- **Aim of the exercise**
Output the lines verbatim from the line containing "Can you find the utility" through the end of the rows, with both of those ends included.

[START OF Material for this task]

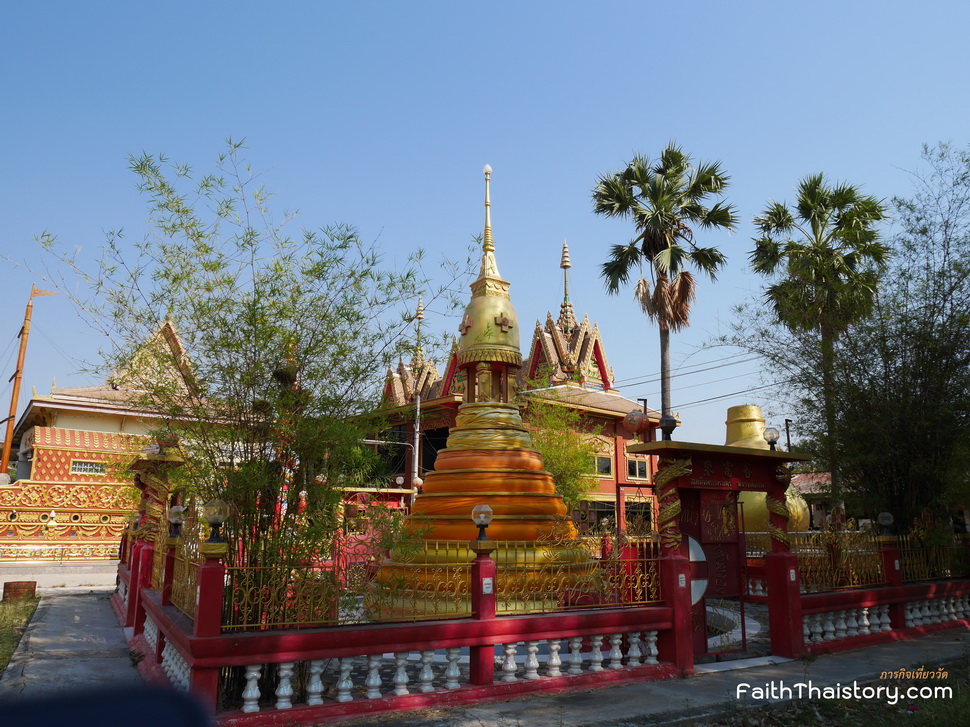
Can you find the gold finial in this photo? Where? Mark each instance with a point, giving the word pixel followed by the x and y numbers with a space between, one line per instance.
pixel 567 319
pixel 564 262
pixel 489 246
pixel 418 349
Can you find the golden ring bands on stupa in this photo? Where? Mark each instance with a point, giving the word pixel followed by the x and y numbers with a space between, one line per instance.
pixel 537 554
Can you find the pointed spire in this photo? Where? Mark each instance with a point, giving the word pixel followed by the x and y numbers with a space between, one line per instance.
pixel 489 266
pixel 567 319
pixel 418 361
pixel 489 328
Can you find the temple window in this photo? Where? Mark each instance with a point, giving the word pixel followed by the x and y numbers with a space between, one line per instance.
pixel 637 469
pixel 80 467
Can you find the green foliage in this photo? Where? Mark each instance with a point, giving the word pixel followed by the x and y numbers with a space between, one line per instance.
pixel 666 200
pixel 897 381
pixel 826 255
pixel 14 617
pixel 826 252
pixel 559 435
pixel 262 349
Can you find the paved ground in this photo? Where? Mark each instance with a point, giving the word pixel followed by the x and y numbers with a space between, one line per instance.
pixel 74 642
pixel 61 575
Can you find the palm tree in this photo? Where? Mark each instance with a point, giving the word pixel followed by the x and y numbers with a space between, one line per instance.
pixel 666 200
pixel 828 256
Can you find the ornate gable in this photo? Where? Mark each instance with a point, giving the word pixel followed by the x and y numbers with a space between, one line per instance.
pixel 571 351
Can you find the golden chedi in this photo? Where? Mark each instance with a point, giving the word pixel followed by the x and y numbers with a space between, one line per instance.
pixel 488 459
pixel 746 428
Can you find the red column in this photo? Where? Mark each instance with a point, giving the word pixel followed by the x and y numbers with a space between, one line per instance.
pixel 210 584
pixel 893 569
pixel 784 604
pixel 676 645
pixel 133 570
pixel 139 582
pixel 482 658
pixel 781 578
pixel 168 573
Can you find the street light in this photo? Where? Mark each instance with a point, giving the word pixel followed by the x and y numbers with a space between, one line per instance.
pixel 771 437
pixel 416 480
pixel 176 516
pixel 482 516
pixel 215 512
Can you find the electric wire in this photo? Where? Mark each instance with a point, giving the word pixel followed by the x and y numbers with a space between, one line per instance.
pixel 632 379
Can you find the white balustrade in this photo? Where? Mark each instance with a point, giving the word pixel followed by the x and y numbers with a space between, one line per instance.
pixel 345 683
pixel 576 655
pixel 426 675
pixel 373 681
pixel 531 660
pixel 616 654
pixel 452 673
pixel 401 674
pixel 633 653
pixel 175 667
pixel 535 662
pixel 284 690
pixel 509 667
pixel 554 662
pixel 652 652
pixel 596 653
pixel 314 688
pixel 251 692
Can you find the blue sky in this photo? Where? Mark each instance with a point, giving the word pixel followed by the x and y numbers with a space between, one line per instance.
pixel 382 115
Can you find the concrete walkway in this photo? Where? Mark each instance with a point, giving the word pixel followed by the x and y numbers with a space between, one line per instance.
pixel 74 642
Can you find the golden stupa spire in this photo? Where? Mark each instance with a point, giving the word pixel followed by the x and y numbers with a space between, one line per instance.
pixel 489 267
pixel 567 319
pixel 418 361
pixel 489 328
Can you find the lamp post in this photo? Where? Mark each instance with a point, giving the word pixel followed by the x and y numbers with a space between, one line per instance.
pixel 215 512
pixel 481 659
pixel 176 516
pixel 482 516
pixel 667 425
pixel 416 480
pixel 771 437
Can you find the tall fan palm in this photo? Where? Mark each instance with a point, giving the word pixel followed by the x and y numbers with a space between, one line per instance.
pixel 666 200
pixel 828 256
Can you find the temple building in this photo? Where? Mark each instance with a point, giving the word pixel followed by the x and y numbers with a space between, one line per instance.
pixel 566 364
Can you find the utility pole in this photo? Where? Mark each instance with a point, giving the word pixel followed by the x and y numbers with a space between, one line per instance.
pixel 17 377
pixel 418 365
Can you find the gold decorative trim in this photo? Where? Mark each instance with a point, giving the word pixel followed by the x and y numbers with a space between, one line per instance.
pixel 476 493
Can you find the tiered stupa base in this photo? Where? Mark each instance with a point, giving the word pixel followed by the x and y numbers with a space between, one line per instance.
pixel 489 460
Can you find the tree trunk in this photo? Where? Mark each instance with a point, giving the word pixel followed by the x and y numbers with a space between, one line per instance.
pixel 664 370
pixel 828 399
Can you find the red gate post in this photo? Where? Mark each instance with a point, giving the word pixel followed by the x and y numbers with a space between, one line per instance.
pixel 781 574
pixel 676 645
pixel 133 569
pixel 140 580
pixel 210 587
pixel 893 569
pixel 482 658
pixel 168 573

[END OF Material for this task]

- **Task solution**
Can you find the utility pole in this photo? Where? Mark each instance with a point, giving the word pixel followed by the x and y numbers with a space between, one line per instance.
pixel 17 377
pixel 418 365
Can you find the gold decorative trim in this photo? Where? Mark each instance with a point, giving the word pixel followed by the x and y numbers with a space between, one line per instance.
pixel 476 493
Can you find the tiered stupa base in this photo? Where? Mark each instance with a point, giving the word pixel followed by the x and y numbers with a space between, one line per instance.
pixel 489 460
Can you find the tree trunk in this photo? Where? Mark each instance with a point, giving the word pixel followed by the x and y numbers with a space between, one line per instance.
pixel 664 370
pixel 828 399
Can you find the red gate post in this photo? Where? Mark each instance with a point, giving the word pixel followed by the x and y numbers with a space between, one line per instance.
pixel 781 574
pixel 676 645
pixel 133 569
pixel 140 580
pixel 210 587
pixel 893 569
pixel 482 658
pixel 168 573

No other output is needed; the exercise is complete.